* СПИСОК ЗАДАНИЙ:
**A)** Ответьте на вопросы по тексту о непреодолимо сложных системах:
(i) Какая система названа в тексте примером непреодолимо сложной системы?
(ii) В какой главе выдвинут аргумент от пространственного порядка?
(iii) Существование чего лежит в основе аргумента от пространственного порядка?
**B)** Допишите текст о непреодолимо сложных системах, начав сразу после его последнего предложения.

----- ИСХОДНЫЙ ТЕКСТ

Однако есть серьезные сомнения в том, что Бехе удалось доказать, что такие системы существуют. Вполне может быть, что в приводимых им примерах непреодолимо сложных систем, таких как бактериальный жгутик, отдельные части как раз обеспечивают эволюционное преимущество (хотя и не обязательно то самое, которое обеспечивает вся система) организму, у которого они возникают235. Но даже если такие системы существуют, это может никак не повлиять на убедительность аргумента от пространственного порядка (то есть аргумента от существования человеческого тела и тел [высших] животных), выдвинутого в 8 главе: возможно, это не повысит и не понизит его доказательную силу.

----------
----- ЗАПИСИ ДАННЫХ

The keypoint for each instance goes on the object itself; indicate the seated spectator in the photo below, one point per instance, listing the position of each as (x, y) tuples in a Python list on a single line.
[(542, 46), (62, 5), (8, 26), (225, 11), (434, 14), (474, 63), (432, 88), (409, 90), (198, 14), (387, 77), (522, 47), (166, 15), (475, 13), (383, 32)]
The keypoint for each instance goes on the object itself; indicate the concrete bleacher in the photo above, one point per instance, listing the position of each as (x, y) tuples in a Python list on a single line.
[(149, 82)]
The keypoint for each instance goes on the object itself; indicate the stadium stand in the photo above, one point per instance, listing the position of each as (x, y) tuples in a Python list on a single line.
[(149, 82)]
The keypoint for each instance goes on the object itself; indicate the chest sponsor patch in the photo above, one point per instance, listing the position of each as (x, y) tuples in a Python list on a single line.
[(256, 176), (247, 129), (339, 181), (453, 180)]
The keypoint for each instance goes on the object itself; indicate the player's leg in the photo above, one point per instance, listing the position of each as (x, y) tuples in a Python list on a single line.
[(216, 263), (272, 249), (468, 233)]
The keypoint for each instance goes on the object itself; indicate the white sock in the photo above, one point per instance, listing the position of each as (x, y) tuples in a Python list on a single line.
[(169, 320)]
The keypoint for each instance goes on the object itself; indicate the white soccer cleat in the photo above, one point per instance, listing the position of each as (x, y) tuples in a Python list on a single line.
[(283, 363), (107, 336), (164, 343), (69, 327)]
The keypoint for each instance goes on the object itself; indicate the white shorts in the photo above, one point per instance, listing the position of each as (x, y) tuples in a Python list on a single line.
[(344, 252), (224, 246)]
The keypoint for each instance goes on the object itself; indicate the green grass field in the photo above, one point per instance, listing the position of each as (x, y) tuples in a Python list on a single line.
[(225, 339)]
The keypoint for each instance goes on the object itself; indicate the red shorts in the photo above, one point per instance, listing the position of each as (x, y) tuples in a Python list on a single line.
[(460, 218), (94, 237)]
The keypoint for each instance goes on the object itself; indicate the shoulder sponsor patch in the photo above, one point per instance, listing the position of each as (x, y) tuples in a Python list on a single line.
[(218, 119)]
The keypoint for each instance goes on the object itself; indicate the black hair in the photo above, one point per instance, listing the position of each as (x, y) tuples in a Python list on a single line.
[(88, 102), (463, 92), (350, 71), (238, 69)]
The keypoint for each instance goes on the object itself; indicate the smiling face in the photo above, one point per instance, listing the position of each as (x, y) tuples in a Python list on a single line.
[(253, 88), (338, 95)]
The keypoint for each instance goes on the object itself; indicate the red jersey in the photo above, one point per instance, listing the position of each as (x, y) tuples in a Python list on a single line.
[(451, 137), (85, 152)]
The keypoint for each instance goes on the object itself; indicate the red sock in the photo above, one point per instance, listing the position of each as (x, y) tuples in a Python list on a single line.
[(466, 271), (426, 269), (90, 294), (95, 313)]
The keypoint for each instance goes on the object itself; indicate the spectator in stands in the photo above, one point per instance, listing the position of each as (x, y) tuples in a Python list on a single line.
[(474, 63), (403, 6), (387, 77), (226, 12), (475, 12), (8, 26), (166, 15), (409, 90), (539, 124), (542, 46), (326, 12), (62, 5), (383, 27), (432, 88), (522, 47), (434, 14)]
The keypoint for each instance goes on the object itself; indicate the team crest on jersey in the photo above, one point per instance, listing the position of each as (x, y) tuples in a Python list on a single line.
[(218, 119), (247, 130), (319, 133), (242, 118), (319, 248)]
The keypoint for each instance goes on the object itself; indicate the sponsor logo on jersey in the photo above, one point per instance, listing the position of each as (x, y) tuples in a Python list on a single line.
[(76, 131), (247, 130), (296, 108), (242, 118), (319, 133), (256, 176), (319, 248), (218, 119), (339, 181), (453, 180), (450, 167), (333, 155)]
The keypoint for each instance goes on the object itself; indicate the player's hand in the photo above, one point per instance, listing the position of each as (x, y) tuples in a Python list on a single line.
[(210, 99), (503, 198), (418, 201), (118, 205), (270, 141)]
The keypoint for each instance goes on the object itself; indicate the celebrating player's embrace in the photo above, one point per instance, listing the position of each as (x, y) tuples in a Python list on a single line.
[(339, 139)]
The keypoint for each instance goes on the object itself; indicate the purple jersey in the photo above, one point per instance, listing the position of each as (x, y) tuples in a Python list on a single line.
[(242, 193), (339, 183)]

----------

* ОТВЕТЫ ПО ЗАДАНИЯМ:
**A)**
(i) Бактериальный жгутик.
(ii) В 8 главе.
(iii) Существование человеческого тела и тел высших животных.

**B)**
Если бы физические законы, кроме тех, которые связаны с человеческим мозгом, были бы полностью детерминистскими (вопреки более обычной трактовке квантовой теории), тогда – с учетом данных граничных условий вселенной (например, начальных условий в момент Большого взрыва) – возникновение человеческого тела и тел животных было бы неизбежно на Земле и, возможно, на других планетах. Открытие непреодолимо сложных систем могло бы лишь показать, что механизмы, с помощью которых они [тела] возникли, не всегда сводились к естественному отбору небольших вариаций, обеспечивающих эволюционное преимущество. Оно могло бы показать, что начальные условия и законы вселенной таковы, что иногда происходят одновременные мутации, создающие целые сложные системы (а не только отдельные мутации, вызывающие незначительные изменения), которые затем наследуются из-за того преимущества, которое они дают их носителям в борьбе за существование. Но это бы ничего не изменило в нашем представлении о тонкой настройке вселенной, а значит, не повлияло бы на вероятность предположения о замысле всемогущего творца.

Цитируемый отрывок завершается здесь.